Challenges
1 > According to the mail storage discussion, what would need updating when a mailet changes a message? List each item.
2 > Decide whether each statement agrees with the mail storage discussion, and answer yes or no, quoting the deciding words: (a) Storing the original source as a verbatim binary stream gets an enthusiastic response. (b) The major caveat raised concerns security. (c) Updating the raw message source is described as faster than updating the parsed representation.
3 > Resume the mail storage discussion after its final sentence.

On 5/17/07, Jukka Zitting <[EMAIL PROTECTED]> wrote:
Hi,

On 5/17/07, robert burrell donkin <[EMAIL PROTECTED]> wrote:
> On 5/16/07, Jukka Zitting <[EMAIL PROTECTED]> wrote:
> > One possible approach, at the expense of storing potentially redundant
> > duplicate data, is that the original message source is stored as a
> > verbatim binary stream and the message content is automatically
> > "exploded" when the first client that actually needs to parse the
> > message.
>
> i really like this idea :-)

There's one major caveat with this approach: redundant information and
the performance cost of maintaining that.

yes

Maintaining updates in the raw message stream is in some (many?) cases
much more expensive than in a fully parsed representation. Consider
for example a mailet that wants to modify a subject line or add a
footer to all messages. Such operations would require that we update
the original message content as well as the individual header property
or body part in question. Updating the raw message source can in such
case easily take an order of magnitude more time than updating the
parsed representation.

(Stored entries)

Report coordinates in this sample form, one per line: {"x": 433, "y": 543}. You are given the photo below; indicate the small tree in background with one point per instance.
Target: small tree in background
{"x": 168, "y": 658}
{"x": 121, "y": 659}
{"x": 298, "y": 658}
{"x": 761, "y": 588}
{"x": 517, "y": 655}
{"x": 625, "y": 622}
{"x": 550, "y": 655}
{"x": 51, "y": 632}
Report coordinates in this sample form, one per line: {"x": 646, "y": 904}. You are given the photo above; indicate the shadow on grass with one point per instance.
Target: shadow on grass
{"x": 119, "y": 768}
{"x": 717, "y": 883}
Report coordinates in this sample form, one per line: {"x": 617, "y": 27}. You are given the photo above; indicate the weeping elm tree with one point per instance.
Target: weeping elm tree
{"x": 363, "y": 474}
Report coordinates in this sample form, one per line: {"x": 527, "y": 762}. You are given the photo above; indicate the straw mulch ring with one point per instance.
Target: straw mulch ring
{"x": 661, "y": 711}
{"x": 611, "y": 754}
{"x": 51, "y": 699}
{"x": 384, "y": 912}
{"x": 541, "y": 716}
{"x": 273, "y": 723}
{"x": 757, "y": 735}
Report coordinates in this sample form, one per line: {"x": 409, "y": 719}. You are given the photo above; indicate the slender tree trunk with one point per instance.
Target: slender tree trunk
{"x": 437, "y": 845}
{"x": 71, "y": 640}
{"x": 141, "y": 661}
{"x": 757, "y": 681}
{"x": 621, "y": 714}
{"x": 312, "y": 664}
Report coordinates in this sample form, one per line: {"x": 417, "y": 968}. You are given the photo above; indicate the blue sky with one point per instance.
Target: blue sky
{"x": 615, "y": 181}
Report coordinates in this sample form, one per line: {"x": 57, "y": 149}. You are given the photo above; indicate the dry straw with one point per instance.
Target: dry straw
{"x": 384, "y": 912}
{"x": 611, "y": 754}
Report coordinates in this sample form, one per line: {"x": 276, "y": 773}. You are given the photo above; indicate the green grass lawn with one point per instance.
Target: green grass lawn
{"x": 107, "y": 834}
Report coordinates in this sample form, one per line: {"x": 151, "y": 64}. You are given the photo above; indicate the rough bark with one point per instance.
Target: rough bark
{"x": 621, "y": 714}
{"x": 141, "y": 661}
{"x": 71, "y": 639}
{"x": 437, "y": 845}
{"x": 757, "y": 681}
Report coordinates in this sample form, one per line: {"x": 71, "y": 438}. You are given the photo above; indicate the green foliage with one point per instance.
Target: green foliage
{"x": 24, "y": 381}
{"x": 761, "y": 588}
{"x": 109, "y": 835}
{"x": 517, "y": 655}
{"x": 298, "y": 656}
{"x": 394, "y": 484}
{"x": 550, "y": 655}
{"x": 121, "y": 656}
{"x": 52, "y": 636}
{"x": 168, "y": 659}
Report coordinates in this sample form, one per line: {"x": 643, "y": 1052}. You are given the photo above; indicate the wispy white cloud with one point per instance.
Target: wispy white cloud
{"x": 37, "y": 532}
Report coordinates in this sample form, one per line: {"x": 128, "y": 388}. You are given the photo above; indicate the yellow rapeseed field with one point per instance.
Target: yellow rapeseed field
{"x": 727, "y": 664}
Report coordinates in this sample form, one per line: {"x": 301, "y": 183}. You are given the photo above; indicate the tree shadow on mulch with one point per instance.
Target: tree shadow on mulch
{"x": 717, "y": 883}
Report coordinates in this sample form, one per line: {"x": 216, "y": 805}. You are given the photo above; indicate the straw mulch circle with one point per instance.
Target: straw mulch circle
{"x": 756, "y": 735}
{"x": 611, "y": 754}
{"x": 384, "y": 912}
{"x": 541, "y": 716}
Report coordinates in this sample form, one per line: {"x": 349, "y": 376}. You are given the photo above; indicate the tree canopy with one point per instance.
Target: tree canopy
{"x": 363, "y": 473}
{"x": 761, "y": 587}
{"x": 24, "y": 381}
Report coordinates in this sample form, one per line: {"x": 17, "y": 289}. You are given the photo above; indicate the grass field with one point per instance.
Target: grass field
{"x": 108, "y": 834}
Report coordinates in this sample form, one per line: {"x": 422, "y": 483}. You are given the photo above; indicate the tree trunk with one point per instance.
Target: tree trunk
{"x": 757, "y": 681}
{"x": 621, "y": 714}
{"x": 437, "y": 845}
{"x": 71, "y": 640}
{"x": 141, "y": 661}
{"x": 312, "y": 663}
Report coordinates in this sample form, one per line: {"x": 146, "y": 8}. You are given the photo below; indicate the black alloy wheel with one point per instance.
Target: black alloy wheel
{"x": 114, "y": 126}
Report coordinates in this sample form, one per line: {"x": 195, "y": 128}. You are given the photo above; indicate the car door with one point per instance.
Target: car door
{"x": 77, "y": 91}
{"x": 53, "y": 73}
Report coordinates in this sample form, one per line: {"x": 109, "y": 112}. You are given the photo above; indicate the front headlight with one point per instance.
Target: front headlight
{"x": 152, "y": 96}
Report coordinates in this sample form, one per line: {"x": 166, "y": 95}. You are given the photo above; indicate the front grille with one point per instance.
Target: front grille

The answers
1 >
- The original message content
- The individual header property in question
- The body part in question

2 >
(a) Yes: "i really like this idea :-)"
(b) No: "redundant information and the performance cost of maintaining that."
(c) No: "Updating the raw message source can in such case easily take an order of magnitude more time than updating the parsed representation."

3 >
this cost is only required if we choose to update the original

Note that I believe that it is possible to parse an incoming message
into a JCR node tree and recreate it back into a byte stream in the
same O(n) time and O(1) memory as is required to stream the raw
message source to a traditional spool file.

i suspect that nio -> file will be quicker but let's save this
argument and let the number decide

i didn't mean that intermediary spooling would be the only way but an
architecture that could support it would be worthwhile. being able to
use an intermediary spool file enables some designs which would not be
otherwise possible. for example, splitting the processing between two
instances. this would allow the email parsing and processing to be
done as non-root.

Perhaps we should have two modes for the JCR mail repository
implementation: one for pure relaying and one for more complex
processing. The former satisfies the relaying requirements of the SMTP
spec, while the latter is optimized for message transformations and
complex access patterns like in IMAP or webmail clients.

i don't think that two modes are necessary and it would be good if
this could be avoided . there is a danger that JAMES is drifting
towards become just a collection of unrelated protocol implementations
unless the data set is held together.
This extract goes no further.